Tema – Movimento Negro: Alma não é branca, negro não é luto, preto não é cor!
Explicação do tema:
Este país foi construído pela mão-de-obra negra, escrava durante quase quatro séculos, explorada sob outras formas até séculos, explorada sob outras formas até hoje. A transformação do modo de produção no século XIX levou à assim chamada abolição da escravatura, jogando o povo negro para dentro da marginalidade. Os novos espaços de vida e produção, inclusive terras disponíveis, foram tomados pelos imigrantes brancos.
Persistem ainda hoje múltiplas formas de espoliação econômica, cultura e religiosa do povo negro. A sociedade dominante sugere ao negro a saída individual, caracterizada pela política do embranquecimento e adaptação aos sistemas e valores imperantes. A resistência coletiva, no passado como no presente, se manifesta nos quilombos — novembro, celebração de Zumbi —, na formação da religiosidade afro-brasileira e no movimento negro atual.
Texto para a prédica: Amós 9.7-10
Autor: Gerd U. Kliewer
l — O nosso racismo de cada dia
Em vez de uma análise teórica, quero relatar três casos que, a meu ver, evidenciam o problema do racismo entre nós:
1. Em janeiro e fevereiro de 1981 o estudante hóspede da Faculdade de Teologia da IECLB, Daniel Seyenkulo, da Libéria, África, estava fazendo um estágio no centro comunitário de Alvorada. Já no fim desse período, ao querer pegar um ônibus na parada em frente ao centro comunitário, foi abordado por alguns homens que chegaram num carro sem placa e exigiram revistar sua bolsa tira-colo. Os homens brancos, Daniel preto. Se Daniel fosse um negro brasileiro, morador daquele bairro e conhecedor do fato de que no Brasil o negro conhece o seu lugar, então ele saberia que agora chegara a hora de encolher a cabeça e comportar-se submissamente, pois os homens — que não se identificaram – eram da Polícia Civil. Mas Daniel, cidadão de um país governado por negros livres, não soube reagir à altura da situação. Perguntou com que direito queriam revistá-lo. Achou que possivelmente os homens eram assaltantes. Essa pergunta, aos olhos dos representantes da lei, era no mínimo uma sem-vergonhice (acusaram-no, depois, de desacato à autoridade). Caíram em cima dele, surraram-no e empurraram-no para dentro do carro. Daniel, não acostumado a tais tratos e achando que estava sendo sequestrado, reagiu. Tentou identificar-se, pois já descobrira que o pessoal era da polícia, mas não conseguiu melhorar a sua sorte. Recebeu socos e bofetadas e foi levado à delegacia, onde acabou trancafiado. Foi libertado após a intervenção da direção da Faculdade e da Igreja. O caso foi publicado nos jornais e na televisão; um informe foi levado ao Secretário da Segurança. Contra os policiais foi aberto um processo que acabou em nada. Daniel, pouco depois do incidente, voltou para a sua pátria, com a experiência de que no Brasil, apesar de todos serem iguais, não convêm ser preto.

Registros:
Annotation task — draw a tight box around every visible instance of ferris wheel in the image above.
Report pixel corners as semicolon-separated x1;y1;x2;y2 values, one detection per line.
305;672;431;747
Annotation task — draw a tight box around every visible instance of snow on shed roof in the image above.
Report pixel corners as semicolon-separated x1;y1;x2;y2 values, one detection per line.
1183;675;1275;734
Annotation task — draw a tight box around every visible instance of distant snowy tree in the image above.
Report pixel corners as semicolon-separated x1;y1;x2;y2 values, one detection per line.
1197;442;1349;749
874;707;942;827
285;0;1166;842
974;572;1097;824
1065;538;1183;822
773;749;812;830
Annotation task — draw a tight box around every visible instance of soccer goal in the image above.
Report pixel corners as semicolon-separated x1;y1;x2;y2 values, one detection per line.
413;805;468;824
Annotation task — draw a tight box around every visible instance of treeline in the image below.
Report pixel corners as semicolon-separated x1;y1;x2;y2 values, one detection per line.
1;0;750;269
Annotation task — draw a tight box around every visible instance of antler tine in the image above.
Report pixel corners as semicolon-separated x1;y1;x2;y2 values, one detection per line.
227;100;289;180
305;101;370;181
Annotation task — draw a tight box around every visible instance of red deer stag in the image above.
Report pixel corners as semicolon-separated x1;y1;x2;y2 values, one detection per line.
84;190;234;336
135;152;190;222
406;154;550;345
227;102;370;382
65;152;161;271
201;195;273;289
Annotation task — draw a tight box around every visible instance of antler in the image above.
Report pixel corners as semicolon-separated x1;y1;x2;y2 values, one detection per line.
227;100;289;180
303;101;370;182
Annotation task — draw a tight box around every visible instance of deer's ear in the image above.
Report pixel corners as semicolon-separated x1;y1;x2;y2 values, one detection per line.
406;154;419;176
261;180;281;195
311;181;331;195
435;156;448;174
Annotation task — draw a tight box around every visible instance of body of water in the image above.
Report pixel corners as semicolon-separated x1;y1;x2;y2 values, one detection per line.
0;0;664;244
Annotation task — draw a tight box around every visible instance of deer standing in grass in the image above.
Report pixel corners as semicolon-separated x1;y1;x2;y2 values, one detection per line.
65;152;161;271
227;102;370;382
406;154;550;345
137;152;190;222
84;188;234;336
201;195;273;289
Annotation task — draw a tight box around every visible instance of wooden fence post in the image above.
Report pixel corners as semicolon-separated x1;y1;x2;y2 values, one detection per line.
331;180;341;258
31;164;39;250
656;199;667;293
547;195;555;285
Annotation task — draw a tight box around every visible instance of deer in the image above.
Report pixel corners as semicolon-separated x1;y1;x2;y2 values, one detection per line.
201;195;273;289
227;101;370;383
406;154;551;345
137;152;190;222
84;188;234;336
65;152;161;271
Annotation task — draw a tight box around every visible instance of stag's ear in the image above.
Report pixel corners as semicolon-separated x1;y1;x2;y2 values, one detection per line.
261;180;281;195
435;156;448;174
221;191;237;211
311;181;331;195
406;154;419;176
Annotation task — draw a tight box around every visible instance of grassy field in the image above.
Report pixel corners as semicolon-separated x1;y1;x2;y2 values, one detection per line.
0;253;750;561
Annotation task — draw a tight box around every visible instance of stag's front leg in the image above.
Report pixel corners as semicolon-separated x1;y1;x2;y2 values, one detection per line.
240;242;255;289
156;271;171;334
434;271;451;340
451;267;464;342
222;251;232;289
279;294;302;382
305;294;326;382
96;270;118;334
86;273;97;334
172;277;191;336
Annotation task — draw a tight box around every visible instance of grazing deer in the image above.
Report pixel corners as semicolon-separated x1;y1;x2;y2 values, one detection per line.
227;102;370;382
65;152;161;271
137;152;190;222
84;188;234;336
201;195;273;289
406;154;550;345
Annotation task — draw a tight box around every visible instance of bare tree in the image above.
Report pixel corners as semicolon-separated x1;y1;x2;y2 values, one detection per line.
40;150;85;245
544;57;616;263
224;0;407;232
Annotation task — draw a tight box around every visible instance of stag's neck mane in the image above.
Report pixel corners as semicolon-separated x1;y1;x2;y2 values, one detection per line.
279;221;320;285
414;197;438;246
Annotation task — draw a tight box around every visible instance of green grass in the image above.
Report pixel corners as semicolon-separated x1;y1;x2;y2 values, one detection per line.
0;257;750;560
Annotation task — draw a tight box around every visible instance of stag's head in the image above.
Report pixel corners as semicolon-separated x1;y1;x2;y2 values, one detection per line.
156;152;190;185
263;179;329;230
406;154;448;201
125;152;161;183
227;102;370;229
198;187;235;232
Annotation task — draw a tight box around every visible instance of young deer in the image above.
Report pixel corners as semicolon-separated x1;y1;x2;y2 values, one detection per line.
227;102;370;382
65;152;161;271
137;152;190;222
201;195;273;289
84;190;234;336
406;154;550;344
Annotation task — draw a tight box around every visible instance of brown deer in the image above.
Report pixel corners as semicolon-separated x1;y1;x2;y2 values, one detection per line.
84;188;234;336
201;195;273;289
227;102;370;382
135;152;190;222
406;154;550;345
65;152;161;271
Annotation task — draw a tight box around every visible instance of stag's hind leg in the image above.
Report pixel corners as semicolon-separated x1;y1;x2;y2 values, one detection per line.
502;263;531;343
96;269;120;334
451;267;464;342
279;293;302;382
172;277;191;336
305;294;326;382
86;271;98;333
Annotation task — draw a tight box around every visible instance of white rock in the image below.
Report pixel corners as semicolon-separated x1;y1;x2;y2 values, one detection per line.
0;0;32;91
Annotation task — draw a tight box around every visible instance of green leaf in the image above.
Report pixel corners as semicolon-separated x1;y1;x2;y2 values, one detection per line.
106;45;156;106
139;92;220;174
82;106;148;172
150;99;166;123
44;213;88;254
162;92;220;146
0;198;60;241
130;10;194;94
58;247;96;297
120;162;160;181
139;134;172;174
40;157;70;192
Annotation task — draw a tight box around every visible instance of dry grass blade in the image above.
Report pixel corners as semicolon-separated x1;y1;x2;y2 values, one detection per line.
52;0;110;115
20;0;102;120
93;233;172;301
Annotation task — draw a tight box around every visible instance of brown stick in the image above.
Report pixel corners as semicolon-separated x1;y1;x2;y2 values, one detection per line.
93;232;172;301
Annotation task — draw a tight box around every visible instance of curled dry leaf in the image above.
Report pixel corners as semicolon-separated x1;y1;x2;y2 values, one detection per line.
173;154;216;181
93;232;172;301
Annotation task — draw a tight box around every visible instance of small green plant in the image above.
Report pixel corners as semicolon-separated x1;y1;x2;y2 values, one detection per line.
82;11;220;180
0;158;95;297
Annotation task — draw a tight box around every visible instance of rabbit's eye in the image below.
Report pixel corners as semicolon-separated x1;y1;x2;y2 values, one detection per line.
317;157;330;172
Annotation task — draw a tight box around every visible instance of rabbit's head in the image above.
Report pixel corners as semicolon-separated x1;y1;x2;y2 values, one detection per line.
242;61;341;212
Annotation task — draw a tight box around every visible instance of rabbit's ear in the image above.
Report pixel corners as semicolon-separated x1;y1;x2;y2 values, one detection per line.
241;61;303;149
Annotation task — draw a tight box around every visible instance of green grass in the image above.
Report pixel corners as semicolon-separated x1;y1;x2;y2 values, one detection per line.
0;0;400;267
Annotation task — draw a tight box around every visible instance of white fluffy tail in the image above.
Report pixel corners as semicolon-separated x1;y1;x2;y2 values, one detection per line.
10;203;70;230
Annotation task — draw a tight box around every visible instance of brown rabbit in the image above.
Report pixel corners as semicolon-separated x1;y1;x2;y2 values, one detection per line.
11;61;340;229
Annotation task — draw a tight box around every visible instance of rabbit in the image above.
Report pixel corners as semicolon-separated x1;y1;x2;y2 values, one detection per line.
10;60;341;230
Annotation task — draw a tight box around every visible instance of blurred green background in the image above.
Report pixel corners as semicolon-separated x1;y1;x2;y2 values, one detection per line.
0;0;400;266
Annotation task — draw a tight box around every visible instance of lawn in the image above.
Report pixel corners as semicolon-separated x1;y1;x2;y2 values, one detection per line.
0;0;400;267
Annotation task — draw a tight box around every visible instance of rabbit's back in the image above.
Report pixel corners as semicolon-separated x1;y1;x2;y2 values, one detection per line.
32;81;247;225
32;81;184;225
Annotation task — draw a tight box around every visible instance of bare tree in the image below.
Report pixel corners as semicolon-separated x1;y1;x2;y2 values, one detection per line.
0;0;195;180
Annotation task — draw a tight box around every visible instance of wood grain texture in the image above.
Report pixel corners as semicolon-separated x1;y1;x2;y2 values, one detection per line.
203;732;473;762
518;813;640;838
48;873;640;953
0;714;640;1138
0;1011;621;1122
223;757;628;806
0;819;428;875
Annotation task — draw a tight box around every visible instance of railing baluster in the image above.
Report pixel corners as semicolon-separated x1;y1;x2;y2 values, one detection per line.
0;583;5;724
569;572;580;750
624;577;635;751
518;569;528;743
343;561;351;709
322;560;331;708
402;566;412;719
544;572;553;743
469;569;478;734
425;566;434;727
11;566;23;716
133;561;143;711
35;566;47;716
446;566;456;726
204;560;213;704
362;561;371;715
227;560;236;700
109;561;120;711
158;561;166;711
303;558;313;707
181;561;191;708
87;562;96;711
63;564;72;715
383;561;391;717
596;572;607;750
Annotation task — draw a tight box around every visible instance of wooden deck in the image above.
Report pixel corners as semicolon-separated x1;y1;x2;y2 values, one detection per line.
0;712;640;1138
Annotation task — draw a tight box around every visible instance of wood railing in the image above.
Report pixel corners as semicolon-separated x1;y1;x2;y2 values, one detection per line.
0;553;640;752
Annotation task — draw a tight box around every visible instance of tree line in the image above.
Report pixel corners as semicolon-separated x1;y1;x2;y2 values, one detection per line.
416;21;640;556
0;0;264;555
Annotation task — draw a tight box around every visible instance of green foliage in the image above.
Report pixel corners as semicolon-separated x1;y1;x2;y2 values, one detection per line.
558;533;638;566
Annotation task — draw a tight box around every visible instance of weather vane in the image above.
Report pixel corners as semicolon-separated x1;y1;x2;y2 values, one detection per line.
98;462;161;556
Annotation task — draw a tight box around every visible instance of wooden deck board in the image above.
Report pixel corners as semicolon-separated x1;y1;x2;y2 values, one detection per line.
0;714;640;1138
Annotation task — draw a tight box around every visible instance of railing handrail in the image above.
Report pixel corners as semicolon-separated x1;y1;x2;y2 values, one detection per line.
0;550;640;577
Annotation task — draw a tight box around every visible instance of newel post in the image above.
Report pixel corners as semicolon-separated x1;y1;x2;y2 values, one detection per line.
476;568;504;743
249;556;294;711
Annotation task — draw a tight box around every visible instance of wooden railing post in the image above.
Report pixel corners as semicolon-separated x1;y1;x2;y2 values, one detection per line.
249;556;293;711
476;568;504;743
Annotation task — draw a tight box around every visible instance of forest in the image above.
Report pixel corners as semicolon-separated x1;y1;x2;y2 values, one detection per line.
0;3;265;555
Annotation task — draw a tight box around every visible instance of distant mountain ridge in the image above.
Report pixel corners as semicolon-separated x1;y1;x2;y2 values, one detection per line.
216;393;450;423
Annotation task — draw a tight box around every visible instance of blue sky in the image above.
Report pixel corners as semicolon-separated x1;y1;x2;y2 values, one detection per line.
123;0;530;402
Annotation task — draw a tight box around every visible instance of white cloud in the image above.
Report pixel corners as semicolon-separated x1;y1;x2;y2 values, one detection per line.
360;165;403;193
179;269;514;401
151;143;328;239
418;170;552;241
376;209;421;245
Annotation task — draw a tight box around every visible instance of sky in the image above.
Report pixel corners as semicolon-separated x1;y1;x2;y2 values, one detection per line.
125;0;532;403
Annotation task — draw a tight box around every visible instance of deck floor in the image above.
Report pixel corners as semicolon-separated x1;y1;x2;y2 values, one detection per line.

Sua tarefa: Com base no texto sobre o Movimento Negro, explique em uma a três frases por que Daniel Seyenkulo reagiu quando os homens o empurraram para dentro do carro.

Exercício resolvido: Daniel reagiu porque não estava acostumado a tais tratos e achava que estava sendo sequestrado.